Your instructions:
Transcribe the lines below verbatim, leaving out the pictures.

Coordinate annotation lines:
────────────────
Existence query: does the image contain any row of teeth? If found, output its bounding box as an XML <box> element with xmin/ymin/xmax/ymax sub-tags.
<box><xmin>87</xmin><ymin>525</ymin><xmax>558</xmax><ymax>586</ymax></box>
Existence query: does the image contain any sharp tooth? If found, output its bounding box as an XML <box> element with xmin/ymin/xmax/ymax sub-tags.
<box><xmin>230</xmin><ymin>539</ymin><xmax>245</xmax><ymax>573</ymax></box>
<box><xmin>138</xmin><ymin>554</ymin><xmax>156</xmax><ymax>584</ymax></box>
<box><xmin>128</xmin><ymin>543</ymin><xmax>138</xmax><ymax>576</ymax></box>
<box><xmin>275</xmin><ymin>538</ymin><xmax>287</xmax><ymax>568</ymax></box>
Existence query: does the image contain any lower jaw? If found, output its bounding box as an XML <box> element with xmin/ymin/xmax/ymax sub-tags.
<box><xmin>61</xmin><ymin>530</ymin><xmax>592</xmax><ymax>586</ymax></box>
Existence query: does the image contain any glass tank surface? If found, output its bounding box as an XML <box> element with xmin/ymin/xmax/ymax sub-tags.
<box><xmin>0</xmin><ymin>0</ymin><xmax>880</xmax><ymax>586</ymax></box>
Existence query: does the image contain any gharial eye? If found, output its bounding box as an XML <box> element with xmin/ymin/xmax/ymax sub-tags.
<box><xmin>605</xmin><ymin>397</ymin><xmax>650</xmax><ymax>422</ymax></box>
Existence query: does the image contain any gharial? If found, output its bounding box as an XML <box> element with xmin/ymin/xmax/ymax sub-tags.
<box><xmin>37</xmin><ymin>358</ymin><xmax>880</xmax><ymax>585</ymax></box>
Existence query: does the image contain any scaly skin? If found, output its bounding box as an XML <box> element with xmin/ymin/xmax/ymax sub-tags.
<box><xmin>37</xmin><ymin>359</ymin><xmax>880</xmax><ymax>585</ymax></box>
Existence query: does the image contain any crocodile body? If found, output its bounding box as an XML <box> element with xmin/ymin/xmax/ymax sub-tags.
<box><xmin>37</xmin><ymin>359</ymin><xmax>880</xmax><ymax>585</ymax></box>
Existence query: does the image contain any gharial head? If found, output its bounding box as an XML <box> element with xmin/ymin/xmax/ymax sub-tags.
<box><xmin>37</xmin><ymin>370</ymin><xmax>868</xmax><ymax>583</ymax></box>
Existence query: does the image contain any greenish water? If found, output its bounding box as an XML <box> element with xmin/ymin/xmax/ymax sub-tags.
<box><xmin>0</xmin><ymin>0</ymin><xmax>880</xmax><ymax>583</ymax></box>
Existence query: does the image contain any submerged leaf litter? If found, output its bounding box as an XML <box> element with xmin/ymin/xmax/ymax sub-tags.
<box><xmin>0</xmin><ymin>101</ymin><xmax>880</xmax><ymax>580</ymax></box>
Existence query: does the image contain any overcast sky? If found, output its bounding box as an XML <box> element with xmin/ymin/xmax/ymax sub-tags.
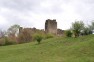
<box><xmin>0</xmin><ymin>0</ymin><xmax>94</xmax><ymax>29</ymax></box>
────────────────
Task output:
Existence query: does the image contain any row of teeth? If found, output its bounding box as an XML <box> element with xmin/ymin/xmax/ymax sub-tags.
<box><xmin>87</xmin><ymin>525</ymin><xmax>558</xmax><ymax>586</ymax></box>
Existence query: does the image contain any sharp tooth? If found, output its bounding box as an XML <box> element with xmin/ymin/xmax/ymax sub-tags.
<box><xmin>230</xmin><ymin>539</ymin><xmax>245</xmax><ymax>573</ymax></box>
<box><xmin>138</xmin><ymin>554</ymin><xmax>156</xmax><ymax>584</ymax></box>
<box><xmin>128</xmin><ymin>543</ymin><xmax>138</xmax><ymax>576</ymax></box>
<box><xmin>275</xmin><ymin>538</ymin><xmax>287</xmax><ymax>568</ymax></box>
Existence query: does the image contain any lower jaw? If found, output its bounding box as an XML <box> element with xmin/ymin/xmax/ymax sub-tags.
<box><xmin>61</xmin><ymin>530</ymin><xmax>592</xmax><ymax>586</ymax></box>
Existence query: does the image contain any glass tank surface? If found, output its bounding box as an XML <box> element with xmin/ymin/xmax/ymax sub-tags.
<box><xmin>0</xmin><ymin>0</ymin><xmax>880</xmax><ymax>586</ymax></box>
Existence query: does the image contain any gharial eye? If found, output its bounding box as an XML <box> element with xmin/ymin/xmax/ymax sub-tags.
<box><xmin>605</xmin><ymin>397</ymin><xmax>650</xmax><ymax>422</ymax></box>
Existence query: does the image contain any gharial? If found, output its bounding box as an XML <box> element with xmin/ymin/xmax/ymax sub-tags.
<box><xmin>37</xmin><ymin>358</ymin><xmax>880</xmax><ymax>585</ymax></box>
Existence query: does the image contain any scaly skin? If found, output its bounding box as an XML <box> element with xmin/ymin/xmax/ymax sub-tags.
<box><xmin>37</xmin><ymin>359</ymin><xmax>880</xmax><ymax>585</ymax></box>
Existence query: does the image contain any crocodile body? If found, output its bounding box as an XML <box> element with xmin/ymin/xmax/ymax sub-tags.
<box><xmin>37</xmin><ymin>359</ymin><xmax>880</xmax><ymax>585</ymax></box>
Existence query: does the image contain any gharial head? If found, output its bounding box as an XML <box> element with xmin/ymin/xmax/ymax sub-tags.
<box><xmin>37</xmin><ymin>370</ymin><xmax>868</xmax><ymax>583</ymax></box>
Existence query: does the image contain any greenish water? If found, output its bounding box as an XML <box> element with xmin/ymin/xmax/ymax sub-tags.
<box><xmin>0</xmin><ymin>0</ymin><xmax>880</xmax><ymax>583</ymax></box>
Existence query: does the image contain any submerged leaf litter? If found, output its bounding box as an XML <box> element with xmin/ymin/xmax/ymax sub-tags.
<box><xmin>0</xmin><ymin>101</ymin><xmax>880</xmax><ymax>580</ymax></box>
Existence query: does the image contain any overcast sky? If found, output its bounding box as an XML <box> element with xmin/ymin/xmax/ymax sub-tags.
<box><xmin>0</xmin><ymin>0</ymin><xmax>94</xmax><ymax>29</ymax></box>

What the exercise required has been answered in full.